## Things to do
a) In the text about The Progressive Revolution exhibition, list the artists named as the group's core members and close associates.
b) According to the text about The Progressive Revolution exhibition, how does the exhibition identify the group's core members and close associates, and what central concern does this serve?
----- Exercise text -----
A central concern of The Progressive Revolution is to re-examine the question of who the Progressives were. Through the selection of artists from the group’s official exhibitions, it identifies the core members and close associates. These include Gaitonde, Krishen Khanna, Ram Kumar, Tyeb Mehta, Akbar Padamsee and Mohan Samant. On view will be two paintings from the group’s first exhibition – Souza’s corpulent couple from the 1949 oil-on-board Mithuna (Lovers), and Husain’s rural women in an untitled canvas from the 1940s. Over 80 other artworks, drawn from various public and private collections, largely from India and the US, aim to provide an overview of the kind of art that the Progressives were making in their time. The exhibitions also intends to highlight how they came to be influenced by the national and international sources, while also presenting examples of the artists’ signature works, even if they were made long after the group disbanded in 1956.
----- Record set -----
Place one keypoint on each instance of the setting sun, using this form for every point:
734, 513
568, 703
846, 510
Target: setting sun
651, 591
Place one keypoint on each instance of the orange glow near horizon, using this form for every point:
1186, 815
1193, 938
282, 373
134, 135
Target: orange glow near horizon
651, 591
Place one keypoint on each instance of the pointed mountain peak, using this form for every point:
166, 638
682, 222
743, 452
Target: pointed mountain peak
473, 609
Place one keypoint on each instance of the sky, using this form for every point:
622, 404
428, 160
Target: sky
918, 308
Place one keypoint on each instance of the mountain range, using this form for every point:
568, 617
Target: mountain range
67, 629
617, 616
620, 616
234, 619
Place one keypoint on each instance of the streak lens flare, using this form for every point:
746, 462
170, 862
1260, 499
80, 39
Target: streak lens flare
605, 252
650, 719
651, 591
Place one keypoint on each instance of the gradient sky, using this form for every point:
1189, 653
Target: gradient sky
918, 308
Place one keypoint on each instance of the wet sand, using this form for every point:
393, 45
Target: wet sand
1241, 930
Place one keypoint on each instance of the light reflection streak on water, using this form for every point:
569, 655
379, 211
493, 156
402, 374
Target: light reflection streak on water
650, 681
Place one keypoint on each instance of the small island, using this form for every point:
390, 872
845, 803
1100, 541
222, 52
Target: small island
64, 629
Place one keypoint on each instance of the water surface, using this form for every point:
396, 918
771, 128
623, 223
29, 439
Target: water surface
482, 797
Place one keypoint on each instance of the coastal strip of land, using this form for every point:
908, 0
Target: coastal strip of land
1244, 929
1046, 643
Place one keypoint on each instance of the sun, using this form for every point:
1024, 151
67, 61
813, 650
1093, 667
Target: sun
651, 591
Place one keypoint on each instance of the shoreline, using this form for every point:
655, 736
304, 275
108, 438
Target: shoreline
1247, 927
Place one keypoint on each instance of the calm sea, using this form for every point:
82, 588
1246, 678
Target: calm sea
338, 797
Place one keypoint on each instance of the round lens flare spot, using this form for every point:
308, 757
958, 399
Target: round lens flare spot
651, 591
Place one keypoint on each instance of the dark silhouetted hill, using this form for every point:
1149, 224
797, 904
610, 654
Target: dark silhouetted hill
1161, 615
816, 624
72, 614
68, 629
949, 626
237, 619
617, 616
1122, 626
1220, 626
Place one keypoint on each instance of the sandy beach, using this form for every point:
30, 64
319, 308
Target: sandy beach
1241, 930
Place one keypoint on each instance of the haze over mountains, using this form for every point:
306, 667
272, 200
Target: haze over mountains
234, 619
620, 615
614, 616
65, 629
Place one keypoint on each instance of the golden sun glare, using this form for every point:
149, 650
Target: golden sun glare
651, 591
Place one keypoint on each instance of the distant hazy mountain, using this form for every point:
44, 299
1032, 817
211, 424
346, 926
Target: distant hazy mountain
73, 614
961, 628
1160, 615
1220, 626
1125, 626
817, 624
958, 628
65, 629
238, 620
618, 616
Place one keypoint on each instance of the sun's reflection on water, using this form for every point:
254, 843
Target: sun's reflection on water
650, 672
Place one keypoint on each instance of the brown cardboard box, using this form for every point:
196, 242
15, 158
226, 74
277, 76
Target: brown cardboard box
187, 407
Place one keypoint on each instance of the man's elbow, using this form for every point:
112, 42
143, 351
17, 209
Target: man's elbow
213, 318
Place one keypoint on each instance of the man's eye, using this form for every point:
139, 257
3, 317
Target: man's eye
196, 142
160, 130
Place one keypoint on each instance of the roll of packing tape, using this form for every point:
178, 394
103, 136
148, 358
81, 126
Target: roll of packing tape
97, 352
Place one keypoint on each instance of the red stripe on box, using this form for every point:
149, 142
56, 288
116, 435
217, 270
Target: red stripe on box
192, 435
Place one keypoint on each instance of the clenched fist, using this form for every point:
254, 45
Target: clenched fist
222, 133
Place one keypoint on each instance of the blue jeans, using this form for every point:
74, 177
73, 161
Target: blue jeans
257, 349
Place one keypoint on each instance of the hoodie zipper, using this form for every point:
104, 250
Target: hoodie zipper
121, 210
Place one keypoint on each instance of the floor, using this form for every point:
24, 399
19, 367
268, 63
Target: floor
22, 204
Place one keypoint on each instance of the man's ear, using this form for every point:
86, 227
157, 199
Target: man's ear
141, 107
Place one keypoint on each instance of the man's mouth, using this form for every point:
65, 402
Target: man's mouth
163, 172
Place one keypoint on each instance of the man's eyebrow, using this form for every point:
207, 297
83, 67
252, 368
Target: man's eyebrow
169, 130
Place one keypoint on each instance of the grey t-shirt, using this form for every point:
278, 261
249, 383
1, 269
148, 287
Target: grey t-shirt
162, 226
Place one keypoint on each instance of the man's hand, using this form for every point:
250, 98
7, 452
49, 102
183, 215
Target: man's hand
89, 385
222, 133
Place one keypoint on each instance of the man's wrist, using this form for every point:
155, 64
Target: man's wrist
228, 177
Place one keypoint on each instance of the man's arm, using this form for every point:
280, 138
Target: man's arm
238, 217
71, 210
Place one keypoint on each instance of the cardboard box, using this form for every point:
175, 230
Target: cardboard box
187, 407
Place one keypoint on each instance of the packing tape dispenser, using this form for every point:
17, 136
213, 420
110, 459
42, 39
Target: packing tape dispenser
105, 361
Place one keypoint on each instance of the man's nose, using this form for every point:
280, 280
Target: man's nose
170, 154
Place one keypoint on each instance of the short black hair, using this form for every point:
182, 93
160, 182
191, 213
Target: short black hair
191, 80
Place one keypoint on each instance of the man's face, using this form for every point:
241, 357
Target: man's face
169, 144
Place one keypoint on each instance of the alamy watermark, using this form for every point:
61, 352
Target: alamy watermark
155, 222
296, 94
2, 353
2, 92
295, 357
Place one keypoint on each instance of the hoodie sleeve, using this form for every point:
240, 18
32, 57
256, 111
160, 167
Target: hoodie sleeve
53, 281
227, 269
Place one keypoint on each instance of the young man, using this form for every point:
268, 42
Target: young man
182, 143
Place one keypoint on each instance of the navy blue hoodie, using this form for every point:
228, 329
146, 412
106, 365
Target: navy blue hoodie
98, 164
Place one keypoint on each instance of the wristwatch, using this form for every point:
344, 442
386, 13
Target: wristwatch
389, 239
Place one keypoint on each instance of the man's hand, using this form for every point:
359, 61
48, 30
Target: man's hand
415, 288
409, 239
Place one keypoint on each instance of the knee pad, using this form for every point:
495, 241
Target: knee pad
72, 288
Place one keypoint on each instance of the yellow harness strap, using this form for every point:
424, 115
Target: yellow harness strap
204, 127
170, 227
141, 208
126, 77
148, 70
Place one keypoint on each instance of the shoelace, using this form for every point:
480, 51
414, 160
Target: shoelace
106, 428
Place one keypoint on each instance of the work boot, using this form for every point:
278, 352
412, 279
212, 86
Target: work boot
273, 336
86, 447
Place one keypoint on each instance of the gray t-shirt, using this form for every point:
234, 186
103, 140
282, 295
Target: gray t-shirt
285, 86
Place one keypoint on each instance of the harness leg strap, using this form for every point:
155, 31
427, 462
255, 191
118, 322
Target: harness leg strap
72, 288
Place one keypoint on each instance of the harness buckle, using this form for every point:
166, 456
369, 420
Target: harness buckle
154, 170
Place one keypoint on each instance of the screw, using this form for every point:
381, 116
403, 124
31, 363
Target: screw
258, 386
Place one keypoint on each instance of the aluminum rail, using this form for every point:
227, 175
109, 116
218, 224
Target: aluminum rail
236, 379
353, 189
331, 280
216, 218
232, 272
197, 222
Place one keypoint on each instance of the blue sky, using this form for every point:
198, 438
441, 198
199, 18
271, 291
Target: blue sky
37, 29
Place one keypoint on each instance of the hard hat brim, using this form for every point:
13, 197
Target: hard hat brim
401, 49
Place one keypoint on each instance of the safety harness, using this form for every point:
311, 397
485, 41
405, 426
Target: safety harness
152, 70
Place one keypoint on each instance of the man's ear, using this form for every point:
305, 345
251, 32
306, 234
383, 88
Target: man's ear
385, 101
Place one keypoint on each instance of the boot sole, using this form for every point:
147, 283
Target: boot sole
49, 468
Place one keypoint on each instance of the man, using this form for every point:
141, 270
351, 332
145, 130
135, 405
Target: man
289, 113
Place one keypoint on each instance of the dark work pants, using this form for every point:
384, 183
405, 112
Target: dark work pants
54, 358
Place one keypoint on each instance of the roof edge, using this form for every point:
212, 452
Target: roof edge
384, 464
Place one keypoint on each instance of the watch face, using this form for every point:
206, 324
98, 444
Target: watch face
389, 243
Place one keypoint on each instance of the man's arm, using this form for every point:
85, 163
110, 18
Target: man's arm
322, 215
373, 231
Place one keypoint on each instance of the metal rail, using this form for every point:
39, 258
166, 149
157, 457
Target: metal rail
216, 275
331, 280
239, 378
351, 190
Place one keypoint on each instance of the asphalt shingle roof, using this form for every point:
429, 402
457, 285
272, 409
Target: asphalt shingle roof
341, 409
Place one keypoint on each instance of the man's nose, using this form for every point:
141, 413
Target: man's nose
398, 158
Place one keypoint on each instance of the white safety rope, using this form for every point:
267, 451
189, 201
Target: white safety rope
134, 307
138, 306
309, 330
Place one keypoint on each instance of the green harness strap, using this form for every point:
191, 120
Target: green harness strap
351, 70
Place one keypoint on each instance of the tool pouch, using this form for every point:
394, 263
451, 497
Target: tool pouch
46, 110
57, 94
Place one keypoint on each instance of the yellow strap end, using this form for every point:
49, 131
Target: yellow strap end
-----
## Solutions for each task
a) Gaitonde, Krishen Khanna, Ram Kumar, Tyeb Mehta, Akbar Padamsee, Mohan Samant

b) It identifies them by selecting artists from the group's official exhibitions. This serves its central concern of re-examining the question of who the Progressives were.